REQUIRED TASKS ->
- 1) Answer these questions on the passage about Given's adaptations:
(a) Why was the stage play Butai Given: Umi e cancelled?
(b) Who directs the live-action drama?
(c) What was the peak Japanese chart position of Given 5?
- 2) Please carry on the passage about Given's adaptations from the point where it stops.

PROVIDED PASSAGE ->
____

A 2nd stage play adaptation Butai Given: Umi e was set to run in May 2025, but it was cancelled due to the bankruptcy and closure of theater company Trifle Entertainment in January 2025.

===Live-action drama===
A six-episode live-action drama adaptation of Given was announced on May 26, 2021, and was released on Fuji TV's FOD streaming service on July 17, 2021. The series is directed by Kōichirō Miki and stars Jin Suzuki as Ritsuka Uenoyama, Sanari as Mafuyu Satō, Kai Inowaki as Akihiko Kaji, and Shuntarō Yanagi as Haruki Nakayama. Crunchyroll licensed the series for distribution in English in non-Asian regions.

==Discography==
===Audio drama albums===
An audio drama CD adapting scenes from the first volume of Given was included with the February 2016 issue of Chéri+. That same month, Crown Works began to release a series of audiobook drama CDs that adapt each volume of the manga.

List of audio drama albums, with selected chart positions, sales figures and certifications
| Title | Year | Album details | Peak chart positions | Sales |
JPN
| Given | 2016 | Released: February 25, 2016; Label: Crown Works; Formats: CD; | 64 | — |
| Given 2 | 2017 | Released: January 25, 2017; Label: Crown Works; Formats: CD; | 53 | — |
| Given 3 | 2018 | Released: January 26, 2018; Label: Crown Works; Formats: CD; | 100 | — |
| Given 4 | Released: November 22, 2018; Label: Crown Works; Formats: CD; | 185 | — |
| Given: Simple Edition | 2019 | Released: May 17, 2019; Label: Crown Works; Formats: CD; | — | — |
| Given 5 | 2020 | Released: February 25, 2020; Label: Crown Works; Formats: CD; | 46 | — |
"—" denotes releases that did not chart or were not released in that region.

____

Saved data entries
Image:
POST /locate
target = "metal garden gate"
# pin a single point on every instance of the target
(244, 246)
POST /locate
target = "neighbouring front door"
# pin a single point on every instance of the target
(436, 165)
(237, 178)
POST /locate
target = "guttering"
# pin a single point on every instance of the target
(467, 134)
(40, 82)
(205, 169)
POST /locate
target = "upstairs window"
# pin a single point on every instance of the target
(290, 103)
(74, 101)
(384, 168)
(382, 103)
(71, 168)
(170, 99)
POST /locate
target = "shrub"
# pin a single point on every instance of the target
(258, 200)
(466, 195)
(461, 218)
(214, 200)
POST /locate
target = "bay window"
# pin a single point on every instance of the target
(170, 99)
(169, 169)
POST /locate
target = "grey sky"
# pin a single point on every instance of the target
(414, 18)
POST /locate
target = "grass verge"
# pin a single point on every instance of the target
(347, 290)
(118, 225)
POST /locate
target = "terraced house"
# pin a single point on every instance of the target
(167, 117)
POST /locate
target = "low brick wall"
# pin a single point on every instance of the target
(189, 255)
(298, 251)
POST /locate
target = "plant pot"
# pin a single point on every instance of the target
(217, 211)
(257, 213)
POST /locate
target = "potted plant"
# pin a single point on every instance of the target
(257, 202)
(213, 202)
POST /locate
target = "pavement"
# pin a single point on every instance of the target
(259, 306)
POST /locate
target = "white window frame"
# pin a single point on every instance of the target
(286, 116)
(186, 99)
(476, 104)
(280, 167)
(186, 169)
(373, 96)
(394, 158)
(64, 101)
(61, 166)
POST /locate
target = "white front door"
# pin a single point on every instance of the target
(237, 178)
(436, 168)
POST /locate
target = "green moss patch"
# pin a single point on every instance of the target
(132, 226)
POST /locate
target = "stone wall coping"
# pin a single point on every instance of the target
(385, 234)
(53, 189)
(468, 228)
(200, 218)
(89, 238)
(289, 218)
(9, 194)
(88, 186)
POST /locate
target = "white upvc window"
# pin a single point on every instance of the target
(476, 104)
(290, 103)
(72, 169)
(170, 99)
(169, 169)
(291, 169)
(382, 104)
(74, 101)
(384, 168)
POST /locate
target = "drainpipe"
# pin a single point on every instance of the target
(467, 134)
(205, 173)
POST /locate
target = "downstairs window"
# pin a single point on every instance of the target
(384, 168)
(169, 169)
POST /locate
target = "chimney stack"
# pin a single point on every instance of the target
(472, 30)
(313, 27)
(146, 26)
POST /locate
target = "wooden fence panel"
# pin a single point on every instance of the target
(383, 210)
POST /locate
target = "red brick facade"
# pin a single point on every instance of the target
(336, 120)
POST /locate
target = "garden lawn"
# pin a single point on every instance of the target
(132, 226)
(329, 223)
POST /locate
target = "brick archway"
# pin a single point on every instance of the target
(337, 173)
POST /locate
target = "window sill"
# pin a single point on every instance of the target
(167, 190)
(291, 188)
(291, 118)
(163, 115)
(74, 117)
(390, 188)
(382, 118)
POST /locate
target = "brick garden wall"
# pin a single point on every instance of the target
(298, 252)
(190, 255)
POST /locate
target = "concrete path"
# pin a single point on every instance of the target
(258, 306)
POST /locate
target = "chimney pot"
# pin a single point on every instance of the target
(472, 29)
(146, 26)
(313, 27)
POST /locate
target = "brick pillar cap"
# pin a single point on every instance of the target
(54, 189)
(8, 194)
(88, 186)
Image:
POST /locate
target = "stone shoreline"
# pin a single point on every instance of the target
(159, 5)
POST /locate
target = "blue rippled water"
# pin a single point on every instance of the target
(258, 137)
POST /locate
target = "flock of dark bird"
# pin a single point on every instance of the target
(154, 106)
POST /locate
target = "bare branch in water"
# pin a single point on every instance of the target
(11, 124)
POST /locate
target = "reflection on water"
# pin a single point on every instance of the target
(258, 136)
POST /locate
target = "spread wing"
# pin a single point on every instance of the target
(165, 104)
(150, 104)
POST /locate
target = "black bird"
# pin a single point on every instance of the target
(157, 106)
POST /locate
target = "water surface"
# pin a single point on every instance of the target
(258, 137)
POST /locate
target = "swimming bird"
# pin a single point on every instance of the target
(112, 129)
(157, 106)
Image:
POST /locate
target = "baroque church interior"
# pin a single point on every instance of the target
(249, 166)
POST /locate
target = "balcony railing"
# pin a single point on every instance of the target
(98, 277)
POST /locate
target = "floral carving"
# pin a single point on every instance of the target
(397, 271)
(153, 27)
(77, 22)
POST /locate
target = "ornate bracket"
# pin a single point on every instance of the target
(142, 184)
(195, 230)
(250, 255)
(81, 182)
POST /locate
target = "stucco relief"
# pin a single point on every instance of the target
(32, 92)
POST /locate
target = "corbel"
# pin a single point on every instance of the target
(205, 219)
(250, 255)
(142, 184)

____

ANSWERS FOR THE EXERCISE ->
- 1)
(a) Trifle Entertainment went bankrupt and closed in January 2025.
(b) Kōichirō Miki
(c) 46

- 2)
===Extended plays===
An eight-track extended play titled Gift (stylized in all lowercase) was released by Sony Music Japan on August 26, 2020. The album, credited to "Given" and marketed as an album by the band, collects the original songs from the television anime series and film. The album's cover artwork features an original illustration by Natsuki Kizu.

List of extended plays, with selected chart positions, sales figures and certifications
| Title | Year | Album details | Peak chart positions |  | Sales | Certifications |
| JPN Oricon | JPN Hot |
| Gift | 2020 | Released:August 26, 2020; Label: Epic Records Japan; Formats: CD, digital download; | 12 | 11 | JPN: 6,577 (physical); | —N/a |
"—" denotes releases that did not chart or were not released in that region.

===Singles===

List of singles, with selected chart positions, sales figures and certifications
Title: Year; Peak chart positions; Sales; Album
JPN: JPN Hot; JPN Ani.
Centimillimental
"Kizuato" (キヅアト): 2019; 22; —; —; —; Non-album single
"Bokura Dake no Shudaika" (僕らだけの主題歌): 2020; 28; —; —; JPN: 2,710;; Non-album single
Given
"Marutsuke" (まるつけ): 2019; 19; 95; 13; JPN: 4,418;; Gift
"Fuyu no Hanashi" (冬のはなし): —; —
"—" denotes releases that did not chart or were not released in that region.

==Reception==
===Manga===
The second volume of Given reached #39 on Oricon, selling 17,484 copies in its second week for a total of 30,308 copies as of February 2016. The third volume reached #37 on Oricon and sold 24,345 copies in its first week. The series ranked #7 in the boys' love category on the digital book service BookLive! in the first half of 2019.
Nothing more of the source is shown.